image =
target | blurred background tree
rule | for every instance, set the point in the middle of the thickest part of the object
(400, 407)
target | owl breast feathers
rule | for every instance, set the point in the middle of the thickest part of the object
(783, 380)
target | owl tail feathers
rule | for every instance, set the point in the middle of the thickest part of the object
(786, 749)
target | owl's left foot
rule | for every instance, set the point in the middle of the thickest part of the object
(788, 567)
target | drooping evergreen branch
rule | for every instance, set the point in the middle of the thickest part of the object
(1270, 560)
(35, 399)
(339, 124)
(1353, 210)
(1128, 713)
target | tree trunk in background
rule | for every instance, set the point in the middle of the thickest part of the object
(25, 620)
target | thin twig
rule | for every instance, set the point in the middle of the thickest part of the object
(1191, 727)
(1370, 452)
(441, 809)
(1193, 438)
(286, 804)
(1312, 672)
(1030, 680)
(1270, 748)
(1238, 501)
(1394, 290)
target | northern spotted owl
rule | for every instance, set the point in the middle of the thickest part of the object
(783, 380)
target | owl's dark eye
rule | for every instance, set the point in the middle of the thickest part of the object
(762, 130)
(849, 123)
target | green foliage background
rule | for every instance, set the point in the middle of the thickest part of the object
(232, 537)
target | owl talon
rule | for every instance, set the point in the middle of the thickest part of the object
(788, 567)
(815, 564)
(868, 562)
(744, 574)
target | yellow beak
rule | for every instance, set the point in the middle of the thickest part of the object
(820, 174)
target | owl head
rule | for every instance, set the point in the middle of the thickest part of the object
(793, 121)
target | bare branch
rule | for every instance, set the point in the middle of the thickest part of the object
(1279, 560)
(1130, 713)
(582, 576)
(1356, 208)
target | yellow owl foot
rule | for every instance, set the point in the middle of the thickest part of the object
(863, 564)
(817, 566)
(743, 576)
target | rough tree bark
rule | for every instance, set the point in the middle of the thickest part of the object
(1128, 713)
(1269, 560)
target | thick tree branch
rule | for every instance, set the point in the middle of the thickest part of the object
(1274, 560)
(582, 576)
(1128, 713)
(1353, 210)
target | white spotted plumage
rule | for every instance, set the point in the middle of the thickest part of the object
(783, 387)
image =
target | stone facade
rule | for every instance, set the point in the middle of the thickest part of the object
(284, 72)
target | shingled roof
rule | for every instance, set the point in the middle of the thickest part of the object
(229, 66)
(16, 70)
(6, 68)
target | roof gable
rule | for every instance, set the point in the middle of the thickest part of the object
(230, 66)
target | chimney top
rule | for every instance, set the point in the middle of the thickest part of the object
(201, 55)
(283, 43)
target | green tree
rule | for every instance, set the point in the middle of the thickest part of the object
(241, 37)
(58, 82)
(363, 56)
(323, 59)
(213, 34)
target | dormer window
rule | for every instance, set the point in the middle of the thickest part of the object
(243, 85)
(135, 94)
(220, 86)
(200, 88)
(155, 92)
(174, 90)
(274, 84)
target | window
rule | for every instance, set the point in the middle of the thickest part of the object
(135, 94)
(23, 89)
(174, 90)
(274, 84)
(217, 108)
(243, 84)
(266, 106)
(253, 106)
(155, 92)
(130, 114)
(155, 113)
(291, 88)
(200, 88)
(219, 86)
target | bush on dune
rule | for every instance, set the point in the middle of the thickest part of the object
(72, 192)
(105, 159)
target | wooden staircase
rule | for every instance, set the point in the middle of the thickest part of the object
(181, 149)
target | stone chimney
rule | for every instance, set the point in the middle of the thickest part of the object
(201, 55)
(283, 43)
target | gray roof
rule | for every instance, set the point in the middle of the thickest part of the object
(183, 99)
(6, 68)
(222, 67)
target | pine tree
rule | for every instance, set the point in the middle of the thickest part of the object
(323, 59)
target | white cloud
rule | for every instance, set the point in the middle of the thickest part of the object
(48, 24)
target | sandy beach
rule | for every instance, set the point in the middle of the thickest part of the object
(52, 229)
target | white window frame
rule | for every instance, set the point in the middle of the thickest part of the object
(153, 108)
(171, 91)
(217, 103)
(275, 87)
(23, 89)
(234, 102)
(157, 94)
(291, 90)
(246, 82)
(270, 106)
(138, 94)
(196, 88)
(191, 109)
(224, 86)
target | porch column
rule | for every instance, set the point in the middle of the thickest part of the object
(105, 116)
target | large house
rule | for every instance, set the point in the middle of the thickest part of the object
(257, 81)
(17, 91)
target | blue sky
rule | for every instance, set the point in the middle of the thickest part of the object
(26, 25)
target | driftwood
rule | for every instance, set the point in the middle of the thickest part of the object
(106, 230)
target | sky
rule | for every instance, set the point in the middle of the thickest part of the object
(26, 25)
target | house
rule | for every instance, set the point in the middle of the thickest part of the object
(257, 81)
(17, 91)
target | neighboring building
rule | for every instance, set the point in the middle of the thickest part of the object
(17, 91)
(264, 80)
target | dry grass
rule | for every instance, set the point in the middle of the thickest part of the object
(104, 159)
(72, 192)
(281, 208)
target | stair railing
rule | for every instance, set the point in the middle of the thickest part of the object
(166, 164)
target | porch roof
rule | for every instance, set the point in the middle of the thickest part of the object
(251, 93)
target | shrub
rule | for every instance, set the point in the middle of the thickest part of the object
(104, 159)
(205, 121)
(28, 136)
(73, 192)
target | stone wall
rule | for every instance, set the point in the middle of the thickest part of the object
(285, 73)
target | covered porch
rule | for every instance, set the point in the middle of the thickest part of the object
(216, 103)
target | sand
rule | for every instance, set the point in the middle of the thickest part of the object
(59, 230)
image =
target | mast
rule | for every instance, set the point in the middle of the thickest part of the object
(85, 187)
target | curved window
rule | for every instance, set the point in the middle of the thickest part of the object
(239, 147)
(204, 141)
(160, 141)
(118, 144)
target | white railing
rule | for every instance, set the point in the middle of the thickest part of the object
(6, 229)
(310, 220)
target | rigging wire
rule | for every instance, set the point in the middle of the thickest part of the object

- _Task brief_
Make an exact copy of every entry.

- _Result_
image =
target | blurred background tree
rule | for every instance, set the point in the middle of the thickest part of the object
(400, 407)
target | owl breast feathers
rule | for every instance, set the point in the middle of the thickest part of the object
(783, 380)
target | owl tail feathers
rule | for every instance, set the point in the middle of the thickest part of the object
(786, 749)
target | owl's left foot
rule | for every instance, set the point in the middle of the thickest part of the object
(788, 567)
target | drooping evergreen branch
rule | for every instance, set the point in the middle of the thickest part of the object
(1270, 560)
(35, 399)
(339, 124)
(1353, 210)
(1128, 713)
target | tree trunk in background
rule | for every instance, set the point in the middle of the thickest part of the object
(25, 620)
target | thin twig
rule | for every instance, set the point in the middle of the thickest part of the object
(1191, 727)
(1370, 452)
(441, 809)
(1193, 438)
(286, 804)
(1312, 672)
(1030, 680)
(1270, 748)
(1238, 501)
(1394, 290)
target | northern spotted owl
rule | for every instance, set the point in the middle of the thickest part of the object
(783, 380)
target | owl's dark eye
rule | for every instance, set the point in the middle of the thickest part of the object
(762, 130)
(849, 123)
target | green foliage background
rule | for every instance, set the point in the middle of the thickest part of the object
(232, 537)
target | owl talon
rule | for every instance, set the point in the middle of the thickest part of the object
(788, 567)
(815, 564)
(868, 562)
(744, 574)
target | yellow beak
rule | for every instance, set the point in the middle of the thickest part of the object
(820, 174)
target | owl head
rule | for every instance, set the point in the middle of the thickest part of the object
(793, 121)
target | bare branch
rule | for every instance, set the point in the middle of the thickest part of the object
(1279, 560)
(1130, 713)
(582, 576)
(1356, 208)
target | yellow owl foot
rule | for every instance, set the point in the middle of the thickest part of the object
(863, 564)
(817, 566)
(743, 576)
target | rough tree bark
rule | for every instance, set the point in the middle of the thickest part of the object
(1128, 713)
(1269, 560)
target | thick tree branch
rule | for every instance, set the point in the middle of the thickest part of the object
(1274, 560)
(582, 576)
(1128, 713)
(1353, 210)
target | white spotted plumage
rule | for every instance, set the point in the middle of the thickest part of the object
(783, 387)
image =
target | stone facade
rule | for every instance, set the point in the middle of the thickest part of the object
(284, 72)
target | shingled roof
rule | for every instance, set the point in the middle of the thickest part of the object
(229, 66)
(16, 70)
(6, 68)
target | roof gable
rule | for every instance, set the point in the middle of the thickest part of the object
(230, 66)
target | chimney top
rule | for every instance, set the point in the middle of the thickest part of the object
(201, 55)
(283, 43)
target | green tree
rule | for every instance, set the point in the middle of the thickest part of the object
(241, 37)
(58, 82)
(363, 56)
(323, 59)
(213, 34)
target | dormer window
rule | for every instance, set the point in the middle of the thickest part of the object
(243, 85)
(135, 94)
(220, 86)
(200, 88)
(155, 92)
(174, 90)
(274, 84)
target | window
rule | for every instance, set the point in the middle of the thickest part of the object
(135, 94)
(23, 89)
(174, 90)
(274, 84)
(217, 108)
(243, 84)
(266, 106)
(253, 106)
(155, 92)
(130, 114)
(155, 113)
(291, 88)
(200, 88)
(219, 86)
target | bush on dune
rule | for every instance, set the point in the middle of the thickest part of the object
(72, 192)
(105, 159)
target | wooden staircase
rule | for every instance, set the point in the middle of the thickest part of the object
(181, 149)
target | stone chimney
rule | for every instance, set the point in the middle of the thickest part of the object
(201, 55)
(283, 43)
target | gray roof
rule | for every instance, set the point in the middle of the thickest part of the object
(183, 99)
(6, 68)
(222, 67)
target | pine tree
rule | for every instance, set the point in the middle of the thickest part of the object
(323, 59)
target | white cloud
rule | for every instance, set the point in the middle of the thickest part of the object
(48, 24)
target | sandy beach
rule | for every instance, set the point in the middle of the thickest part of the object
(52, 229)
target | white window frame
rule | for every instance, set the point in the middle of the thickest part of the object
(153, 108)
(171, 91)
(217, 103)
(275, 87)
(23, 89)
(234, 102)
(157, 94)
(291, 90)
(246, 82)
(270, 106)
(138, 94)
(196, 88)
(191, 109)
(224, 86)
target | porch column
rule | for every instance, set the point in the middle of the thickest part of the object
(105, 116)
target | large house
rule | for every instance, set the point in the middle of the thickest part of the object
(257, 81)
(17, 91)
target | blue sky
rule | for every instance, set the point in the middle of the thickest part of the object
(26, 25)
target | driftwood
rule | for every instance, set the point in the middle of the thickest part of the object
(106, 230)
target | sky
rule | for every instance, set the point in the middle of the thickest part of the object
(26, 25)
target | house
rule | for every instance, set the point in the middle of the thickest part of the object
(257, 81)
(17, 91)
target | neighboring building
rule | for every instance, set the point in the middle of the thickest part of the object
(17, 91)
(264, 80)
target | dry grass
rule | for every instance, set the point in the middle of the thickest part of the object
(104, 159)
(72, 192)
(281, 208)
target | stair railing
rule | for every instance, set the point in the middle of the thickest part of the object
(166, 164)
target | porch roof
rule | for every instance, set the point in the middle of the thickest part of the object
(251, 93)
target | shrub
rule | for every instance, set the point in the middle of the thickest part of the object
(104, 159)
(205, 121)
(28, 136)
(73, 192)
target | stone wall
rule | for every instance, set the point in the middle of the thickest part of the object
(285, 73)
target | covered porch
rule | for every instance, set the point in the middle of the thickest part of the object
(216, 103)
target | sand
rule | for every instance, set the point in the middle of the thickest part of the object
(59, 230)
image =
target | mast
rule | for every instance, set the point in the middle of the thickest part of the object
(85, 187)
target | curved window
rule | for every instance, set the point in the middle of the thickest part of the object
(239, 147)
(204, 141)
(160, 141)
(118, 144)
target | white railing
rule | for every instance, set the point in the middle of the thickest part of the object
(6, 229)
(310, 220)
target | rigging wire
rule | for every instance, set the point in the middle of the thickest part of the object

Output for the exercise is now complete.